### Assignment
Set down, word for word, everything from "But if runners" down to "she’ll gladly oblige." in the passage below about guiding blind marathon runners.

### Extracted text
*** Begin section ***

Some have limited vision and just need a barrier between other runners; others are completely blind and require a tether. At times, she’s offered vivid descriptions of the surrounding scenery: “I’m telling them, ‘Okay, we’re running up to a bridge and there’s a boat going underneath the bridge right now—you can hear it honking the horn,’” she said.

But if runners want to put their heads down and run as fast as possible, without knowing so much as the number on the next mile marker, she’ll gladly oblige.

If they do chat, not surprisingly, the conversation often turns to ophthalmology. As patients in a clinic, they might only get 15 minutes with their doctors. But as runners traveling 26.2 miles together, they have the luxury of time, as well as more equal footing.

“I’m coming to them as a friend and not as their doctor, so they feel comfortable with me,” Hau said. “They can ask me questions they didn’t have time to or are afraid to ask their own doctors.”

One runner, for example, felt comfortable disclosing his displeasure at the appearance of his eye after losing his iris—the pigmented ring around the pupil—from a traumatic injury. He didn’t want to trouble his own doctor with cosmetic concerns. Hau connected him with a colleague who did an experimental implant, restoring the color.

In turn, she carries the stories of overcoming obstacles and participating in a sport they love back to her own clinic. She’s typically the first to tell patients they’ll lose their sight or won’t get it back, acting as a de facto counselor as they process the news.

“Oftentimes patients who are first being diagnosed are very depressed about their vision loss,” said Hunter, who learned he would lose his vision to a condition called retinitis pigmentosa at age 22. “By her connection to our community of blind athletes, she meets all these amazing people and she brings back stories of hope.”

*** End section ***

### Record set
*** Begin section ***

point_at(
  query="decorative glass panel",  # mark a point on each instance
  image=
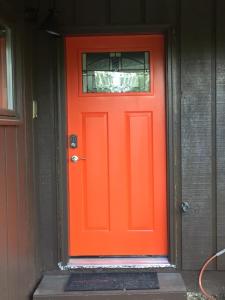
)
(116, 72)
(6, 90)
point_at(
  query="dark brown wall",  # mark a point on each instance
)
(199, 34)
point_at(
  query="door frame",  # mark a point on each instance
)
(173, 139)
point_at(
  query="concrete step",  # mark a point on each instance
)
(171, 288)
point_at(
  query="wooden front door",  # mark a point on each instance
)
(117, 145)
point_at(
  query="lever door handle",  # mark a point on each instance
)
(75, 158)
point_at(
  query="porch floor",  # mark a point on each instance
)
(171, 287)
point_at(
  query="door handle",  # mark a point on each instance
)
(75, 158)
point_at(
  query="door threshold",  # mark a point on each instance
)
(117, 263)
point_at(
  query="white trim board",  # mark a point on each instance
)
(114, 262)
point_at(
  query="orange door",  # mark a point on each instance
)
(116, 124)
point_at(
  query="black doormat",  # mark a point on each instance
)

*** End section ***

### Solved problem
But if runners want to put their heads down and run as fast as possible, without knowing so much as the number on the next mile marker, she’ll gladly oblige.